Start of RECORD EXCERPTS

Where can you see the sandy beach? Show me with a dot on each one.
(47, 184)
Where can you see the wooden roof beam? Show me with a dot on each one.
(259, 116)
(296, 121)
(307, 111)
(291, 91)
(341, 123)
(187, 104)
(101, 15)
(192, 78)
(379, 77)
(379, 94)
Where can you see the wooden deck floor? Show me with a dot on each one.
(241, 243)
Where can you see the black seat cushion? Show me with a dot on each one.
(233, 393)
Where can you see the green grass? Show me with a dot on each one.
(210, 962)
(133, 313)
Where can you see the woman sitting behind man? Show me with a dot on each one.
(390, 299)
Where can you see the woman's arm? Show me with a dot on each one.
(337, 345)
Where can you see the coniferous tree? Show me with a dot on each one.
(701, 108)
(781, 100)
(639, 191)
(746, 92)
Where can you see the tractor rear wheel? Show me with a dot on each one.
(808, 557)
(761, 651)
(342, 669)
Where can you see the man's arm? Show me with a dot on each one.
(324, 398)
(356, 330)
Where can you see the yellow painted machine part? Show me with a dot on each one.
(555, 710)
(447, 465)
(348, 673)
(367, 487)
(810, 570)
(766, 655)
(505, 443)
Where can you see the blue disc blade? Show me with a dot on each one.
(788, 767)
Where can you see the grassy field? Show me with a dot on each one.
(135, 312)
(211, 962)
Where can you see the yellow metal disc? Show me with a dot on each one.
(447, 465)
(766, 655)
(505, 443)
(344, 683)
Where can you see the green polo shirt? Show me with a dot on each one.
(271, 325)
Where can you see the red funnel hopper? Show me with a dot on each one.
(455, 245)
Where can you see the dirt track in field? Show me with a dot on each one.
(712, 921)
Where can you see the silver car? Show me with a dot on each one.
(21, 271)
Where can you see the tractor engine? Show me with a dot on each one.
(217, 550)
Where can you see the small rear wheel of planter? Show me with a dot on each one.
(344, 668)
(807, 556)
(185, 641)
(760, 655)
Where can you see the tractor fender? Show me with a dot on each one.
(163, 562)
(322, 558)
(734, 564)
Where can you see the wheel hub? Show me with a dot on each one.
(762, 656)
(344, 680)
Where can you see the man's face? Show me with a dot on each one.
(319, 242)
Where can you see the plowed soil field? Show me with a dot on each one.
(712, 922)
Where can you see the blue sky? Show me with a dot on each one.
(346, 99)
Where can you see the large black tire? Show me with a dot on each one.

End of RECORD EXCERPTS

#### [WHAT TO WORK ON]
All the records, from the first line to the last: repeat them exactly.

#### [RESPONSE TO THE EXERCISE]
Where can you see the sandy beach? Show me with a dot on each one.
(47, 184)
Where can you see the wooden roof beam? Show me with a dot on each one.
(259, 116)
(296, 121)
(307, 111)
(291, 91)
(341, 123)
(187, 104)
(101, 15)
(192, 78)
(379, 77)
(379, 94)
Where can you see the wooden deck floor? Show me with a dot on each one.
(241, 243)
Where can you see the black seat cushion? Show me with a dot on each one.
(233, 393)
Where can you see the green grass? Show me with a dot on each one.
(210, 962)
(133, 313)
Where can you see the woman sitting behind man? Show me with a dot on each one.
(390, 299)
Where can you see the woman's arm? Show me with a dot on each one.
(337, 345)
Where can you see the coniferous tree? Show me with a dot on each one.
(701, 108)
(781, 100)
(639, 191)
(746, 92)
Where can you see the tractor rear wheel? Show me with a dot on each one.
(808, 557)
(761, 651)
(342, 669)
Where can you see the man's arm? Show me with a dot on each one.
(324, 398)
(356, 330)
Where can you see the yellow painted machine part? Show me with a dot on each one.
(555, 710)
(447, 465)
(348, 673)
(367, 487)
(810, 570)
(766, 655)
(505, 443)
Where can you see the blue disc blade? Show me with a dot on each one.
(788, 767)
Where can you see the grassy field? Show me with a dot on each one.
(135, 312)
(211, 962)
Where can you see the yellow metal disc? Show me with a dot on each one.
(447, 465)
(766, 655)
(505, 443)
(344, 683)
Where can you see the green polo shirt? Show me with a dot on each one.
(271, 325)
Where can you see the red funnel hopper? Show me with a dot on each one.
(455, 245)
Where can you see the dirt track in field? Show me with a dot on each one.
(712, 921)
Where can you see the silver car? Show me with a dot on each one.
(21, 271)
Where can you see the tractor engine? Show me with a dot on each one.
(217, 550)
Where can you see the small rear wheel of planter? Show me with a dot on each one.
(344, 668)
(807, 556)
(185, 641)
(760, 655)
Where can you see the tractor fender? Show me with a dot on each one.
(163, 562)
(322, 558)
(734, 564)
Where can you see the wheel hub? Show me with a dot on each one.
(762, 656)
(344, 680)
Where can you see the man's face? Show me with a dot on each one.
(319, 242)
Where can you see the plowed soil field? Show me with a dot on each one.
(712, 922)
Where can you see the blue sky? Show me with a dot on each one.
(346, 99)
Where can you see the large black tire? Show me with a dot on each one.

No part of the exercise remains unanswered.